Task prompt: Reproduce every record below exactly as it appears.

Coordinate annotation entries
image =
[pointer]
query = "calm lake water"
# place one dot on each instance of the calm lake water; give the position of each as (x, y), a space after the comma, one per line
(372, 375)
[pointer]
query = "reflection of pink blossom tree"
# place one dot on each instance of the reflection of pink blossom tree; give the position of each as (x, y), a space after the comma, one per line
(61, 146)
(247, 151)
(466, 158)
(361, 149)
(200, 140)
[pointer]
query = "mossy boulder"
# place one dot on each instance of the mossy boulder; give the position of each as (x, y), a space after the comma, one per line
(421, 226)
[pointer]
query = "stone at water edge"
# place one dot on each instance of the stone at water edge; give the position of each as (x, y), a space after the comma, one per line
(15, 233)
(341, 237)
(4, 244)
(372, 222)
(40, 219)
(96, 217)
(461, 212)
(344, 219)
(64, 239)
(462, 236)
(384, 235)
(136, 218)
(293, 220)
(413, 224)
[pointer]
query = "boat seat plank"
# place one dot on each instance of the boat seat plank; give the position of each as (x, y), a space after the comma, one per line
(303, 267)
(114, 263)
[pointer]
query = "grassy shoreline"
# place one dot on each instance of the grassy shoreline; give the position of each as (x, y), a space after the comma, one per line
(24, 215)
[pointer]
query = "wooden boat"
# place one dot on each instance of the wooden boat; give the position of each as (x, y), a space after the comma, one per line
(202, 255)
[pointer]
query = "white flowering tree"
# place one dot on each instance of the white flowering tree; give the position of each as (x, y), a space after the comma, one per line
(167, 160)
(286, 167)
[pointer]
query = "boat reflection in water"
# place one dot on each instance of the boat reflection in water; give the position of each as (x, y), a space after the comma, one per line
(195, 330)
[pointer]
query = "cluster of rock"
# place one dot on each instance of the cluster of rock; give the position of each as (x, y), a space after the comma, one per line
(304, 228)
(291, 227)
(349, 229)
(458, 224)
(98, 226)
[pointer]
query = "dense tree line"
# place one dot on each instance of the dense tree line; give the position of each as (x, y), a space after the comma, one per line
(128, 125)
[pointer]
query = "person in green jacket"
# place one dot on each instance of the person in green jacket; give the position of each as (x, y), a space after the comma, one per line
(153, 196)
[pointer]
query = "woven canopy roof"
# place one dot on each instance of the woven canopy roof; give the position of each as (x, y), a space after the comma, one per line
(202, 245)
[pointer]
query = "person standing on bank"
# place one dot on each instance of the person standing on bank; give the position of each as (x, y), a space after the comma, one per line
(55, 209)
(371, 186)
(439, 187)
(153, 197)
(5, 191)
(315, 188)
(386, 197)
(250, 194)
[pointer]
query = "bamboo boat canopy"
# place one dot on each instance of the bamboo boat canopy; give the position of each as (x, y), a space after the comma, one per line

Result:
image =
[pointer]
query = "calm lake water"
# place one dot on each instance of the calm lake water; give the position of each as (x, y), a space after the comma, one per line
(372, 375)
[pointer]
query = "reflection of pink blossom tree"
# place one dot on each instance of the reflection of pink blossom tree; give the position of each as (x, y), a space after the comma, one per line
(61, 146)
(247, 151)
(466, 158)
(361, 149)
(200, 140)
[pointer]
query = "mossy boulder"
# place one dot on each instance of the mossy boulder; give the position of each as (x, y), a space after the comma, one per line
(421, 226)
[pointer]
query = "stone at water edge"
# place one dot on each instance of the stone at water edge; give the position of each as (x, y), a space after the comma, one per line
(15, 233)
(341, 237)
(4, 244)
(372, 222)
(40, 219)
(96, 217)
(461, 212)
(344, 219)
(64, 239)
(462, 236)
(384, 235)
(136, 218)
(293, 220)
(413, 224)
[pointer]
query = "boat seat plank"
# place one dot on each instance of the boat seat plank; give the position of each as (x, y), a space after the comma, one per line
(303, 267)
(114, 263)
[pointer]
query = "grassy shoreline"
# place one dot on each instance of the grassy shoreline; give the position of each as (x, y), a space after the comma, one per line
(24, 215)
[pointer]
query = "wooden boat"
# place one dot on each instance of the wooden boat; give the position of each as (x, y), a space after the comma, one per line
(202, 255)
[pointer]
query = "white flowering tree"
# place one dot on each instance of the white flowering tree; give the position of each as (x, y), a space after the comma, one per line
(167, 160)
(286, 167)
[pointer]
query = "boat reflection in water"
# place one dot on each instance of the boat reflection in water; give the position of each as (x, y), a space after the comma, one per line
(195, 330)
[pointer]
query = "cluster of rock"
# place one dot on each instance of the cluster of rock; give the position of each as (x, y), a space after the comma, one per line
(304, 228)
(291, 227)
(349, 229)
(458, 224)
(98, 226)
[pointer]
query = "dense tree line"
# place one dot on each instance of the dense tree line; give the position of each as (x, y), a space after the comma, one per line
(128, 125)
[pointer]
query = "person in green jacket"
# place one dot on each instance of the person in green jacket; give the position of each as (x, y), a space after the comma, one per line
(153, 196)
[pointer]
query = "woven canopy roof"
# place one dot on each instance of the woven canopy roof; give the position of each as (x, y), a space after the comma, one per line
(202, 245)
[pointer]
query = "person standing on bank"
# place one dot on each instance of the person standing on bank; give the position of each as (x, y), a space after the comma, one per line
(55, 209)
(371, 186)
(439, 187)
(153, 197)
(5, 191)
(315, 188)
(386, 197)
(250, 194)
[pointer]
query = "bamboo boat canopy"
# place one dot on each instance of the bamboo boat canopy; give the position of each as (x, y), a space after the comma, one per line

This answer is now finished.